▶ Given request 1
In the essay on Trump and America's allies, what share of Danes opposed selling Greenland to the U.S. in the poll it cites?
▶ Given request 2
Count the lines of the records that contain the string "black", treating case as significant, and give only the number.

▶ Passage provided
Imagine you’re the leader of a (rapidly imploding) global superpower.
There’s a large, resource-rich, strategically important island off your northeast coast. The bad news is that enemies are angling to gain access to it, which would place them on your doorstep militarily.
The good news is that the island happens to belong to a close ally, one that’s willing to prioritize your strategic interests.
Question: How should you go about increasing your country’s presence in and around the island? Maybe you dial up that ally and ask?
Or should you berate them, demand that they cede their sovereignty over the island to you, and threaten them with severe economic penalties if they resist?
I’m not asking which approach is “nicer,” I’m asking which is more likely to produce the desired strategic result. If browbeating that ally will get you what you want, there’s a case to be made that it’s the right way to go. Diplomatic politesse is a means to an end, not an end in itself.
But browbeating plainly isn’t the right way to go. That’s because foreigners are patriotic too.
One would think Donald Trump and his nationalist lackeys, of all people, would understand that. Restoring national pride is the raison d’être of his movement, embroidered in big white letters on the red baseball cap. He’s not above hamstringing a country that’s fighting for its survival because its leader insulted him by not wearing a suit. No one appreciates better than our president, a man with skin as thin as tissue paper, that wounding someone’s pride is a sure way to make them less cooperative.
So it’s strange that since Election Day he’s proceeded to insult one American ally after another, seemingly oblivious to the predictable effect doing so would have on nationalist sentiment in those countries and how that sentiment would limit their ability to work with him.
Take Denmark. Soon after Trump grabbed that nation by the lapels and demanded that it fork over Greenland, the Danish king changed the royal coat of arms to feature his country’s claim to the island more prominently. A subsequent poll found 78 percent of Danes opposed selling the island to the U.S. and 46 percent said they considered America a “fairly big threat”—higher than the share who said so of North Korea or Iran.
Perhaps, with a little diplomatic charm and a very big check, Trump might have persuaded the Danish government to sell Greenland. (Although it remains unclear why American ownership, not merely American access, is so important to him.) But once he undertook to bully Denmark into doing his bidding, the Danes’ national pride swelled. To accept that check and sign away the island now would be seen as a dishonorable capitulation, not a mutually beneficial exchange.
Why is our nationalist kakistocracy so bent on offending America’s allies, despite having every reason to know that doing so will leave them less likely to cooperate with Trump?
The 51st state.
In yesterday’s newsletter, I called Trump the least ideological president of my lifetime, a man whose policy non-negotiables include tightening the border, starting calamitous trade wars for seemingly no discernible purpose, and not much else.
That being so, you would think he’d be more sensitive than the average president to other nations’ chauvinism. If everything is a transaction to him, he should want to ensure that those with whom he hopes to transact remain agreeable.

Point annotation records:
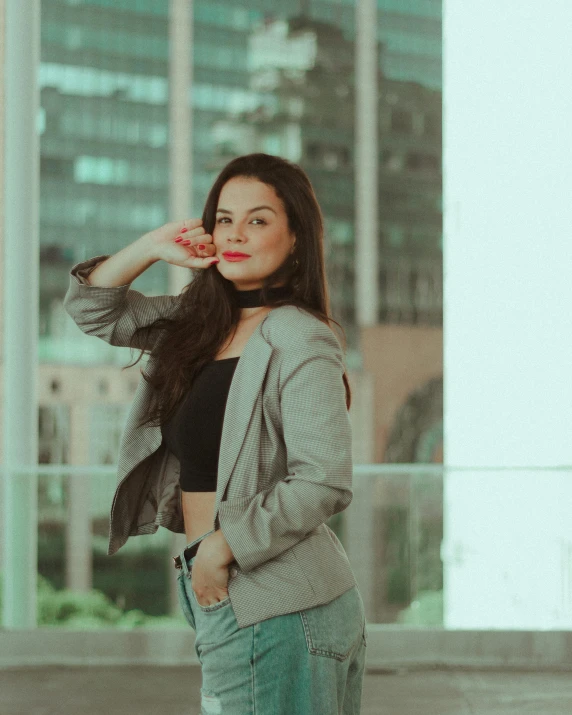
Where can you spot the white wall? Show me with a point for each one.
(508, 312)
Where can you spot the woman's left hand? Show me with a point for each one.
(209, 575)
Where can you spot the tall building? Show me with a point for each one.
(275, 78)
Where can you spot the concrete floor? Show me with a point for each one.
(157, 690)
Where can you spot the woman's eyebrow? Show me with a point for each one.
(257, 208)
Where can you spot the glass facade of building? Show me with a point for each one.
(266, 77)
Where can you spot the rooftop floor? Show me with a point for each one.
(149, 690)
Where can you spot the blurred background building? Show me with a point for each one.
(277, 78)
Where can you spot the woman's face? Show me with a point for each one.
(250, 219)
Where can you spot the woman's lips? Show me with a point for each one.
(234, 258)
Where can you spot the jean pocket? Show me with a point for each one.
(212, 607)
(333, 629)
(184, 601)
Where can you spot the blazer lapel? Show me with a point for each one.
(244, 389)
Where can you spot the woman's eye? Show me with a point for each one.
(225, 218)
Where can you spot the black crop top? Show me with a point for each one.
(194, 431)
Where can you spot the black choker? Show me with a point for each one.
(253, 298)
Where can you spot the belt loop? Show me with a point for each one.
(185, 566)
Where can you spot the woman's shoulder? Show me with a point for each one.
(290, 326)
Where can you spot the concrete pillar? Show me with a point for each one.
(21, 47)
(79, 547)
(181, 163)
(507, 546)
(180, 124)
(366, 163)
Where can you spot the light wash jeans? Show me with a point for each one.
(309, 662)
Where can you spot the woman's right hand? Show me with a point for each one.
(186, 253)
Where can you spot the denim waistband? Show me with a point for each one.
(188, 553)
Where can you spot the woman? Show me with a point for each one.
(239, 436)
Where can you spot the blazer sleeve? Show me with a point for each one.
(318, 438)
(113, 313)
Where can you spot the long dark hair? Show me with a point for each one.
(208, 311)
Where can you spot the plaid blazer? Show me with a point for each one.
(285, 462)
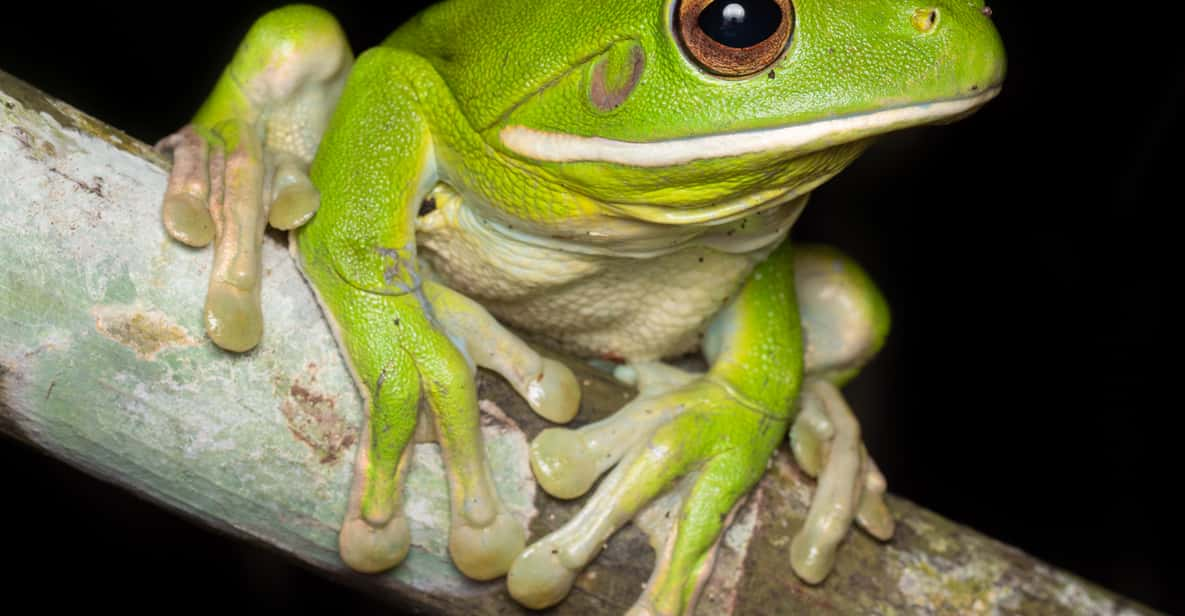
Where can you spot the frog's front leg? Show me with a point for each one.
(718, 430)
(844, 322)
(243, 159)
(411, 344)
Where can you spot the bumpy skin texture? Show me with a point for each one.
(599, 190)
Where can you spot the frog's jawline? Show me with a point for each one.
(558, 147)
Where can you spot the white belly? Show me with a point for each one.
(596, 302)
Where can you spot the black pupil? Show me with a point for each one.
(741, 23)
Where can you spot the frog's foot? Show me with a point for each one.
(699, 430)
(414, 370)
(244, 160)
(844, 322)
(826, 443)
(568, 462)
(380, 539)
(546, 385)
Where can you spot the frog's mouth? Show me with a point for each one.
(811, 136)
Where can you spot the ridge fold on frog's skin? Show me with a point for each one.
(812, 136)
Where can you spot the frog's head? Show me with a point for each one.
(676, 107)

* * *

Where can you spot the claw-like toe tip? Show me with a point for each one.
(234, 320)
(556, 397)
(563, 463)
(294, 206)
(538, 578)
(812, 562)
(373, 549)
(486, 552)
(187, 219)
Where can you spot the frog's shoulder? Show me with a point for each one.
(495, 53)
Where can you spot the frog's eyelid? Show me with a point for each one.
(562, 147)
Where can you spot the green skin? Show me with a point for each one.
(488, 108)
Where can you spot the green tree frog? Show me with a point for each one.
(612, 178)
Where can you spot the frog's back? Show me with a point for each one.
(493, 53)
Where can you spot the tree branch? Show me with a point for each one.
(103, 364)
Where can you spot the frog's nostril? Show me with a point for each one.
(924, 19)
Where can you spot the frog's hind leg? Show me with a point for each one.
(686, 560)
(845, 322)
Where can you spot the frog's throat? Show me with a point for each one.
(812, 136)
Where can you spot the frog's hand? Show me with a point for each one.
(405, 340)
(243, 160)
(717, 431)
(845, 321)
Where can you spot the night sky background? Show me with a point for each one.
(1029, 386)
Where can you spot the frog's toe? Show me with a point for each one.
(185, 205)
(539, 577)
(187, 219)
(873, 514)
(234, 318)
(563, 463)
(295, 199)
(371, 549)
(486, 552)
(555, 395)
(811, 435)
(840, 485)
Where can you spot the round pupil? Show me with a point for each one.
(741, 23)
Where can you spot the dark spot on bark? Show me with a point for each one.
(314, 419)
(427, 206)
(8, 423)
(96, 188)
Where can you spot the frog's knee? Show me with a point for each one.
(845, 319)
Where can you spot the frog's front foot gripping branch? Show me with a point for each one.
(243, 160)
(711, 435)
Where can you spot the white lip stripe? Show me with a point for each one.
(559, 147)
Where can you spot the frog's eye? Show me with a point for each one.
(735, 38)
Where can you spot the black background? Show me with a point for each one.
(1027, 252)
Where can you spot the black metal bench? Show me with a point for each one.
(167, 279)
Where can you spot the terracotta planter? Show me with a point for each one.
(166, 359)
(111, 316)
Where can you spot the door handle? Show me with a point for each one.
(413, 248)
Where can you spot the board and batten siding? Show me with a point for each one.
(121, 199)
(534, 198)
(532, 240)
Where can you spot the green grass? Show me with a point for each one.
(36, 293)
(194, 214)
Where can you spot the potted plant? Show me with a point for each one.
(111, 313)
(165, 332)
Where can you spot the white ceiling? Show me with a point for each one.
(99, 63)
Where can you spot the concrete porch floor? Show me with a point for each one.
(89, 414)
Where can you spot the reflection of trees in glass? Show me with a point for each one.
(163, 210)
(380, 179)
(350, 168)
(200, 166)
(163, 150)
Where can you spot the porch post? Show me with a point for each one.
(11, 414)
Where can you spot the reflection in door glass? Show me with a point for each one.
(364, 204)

▶ Task solution 1
78 percent

▶ Task solution 2
5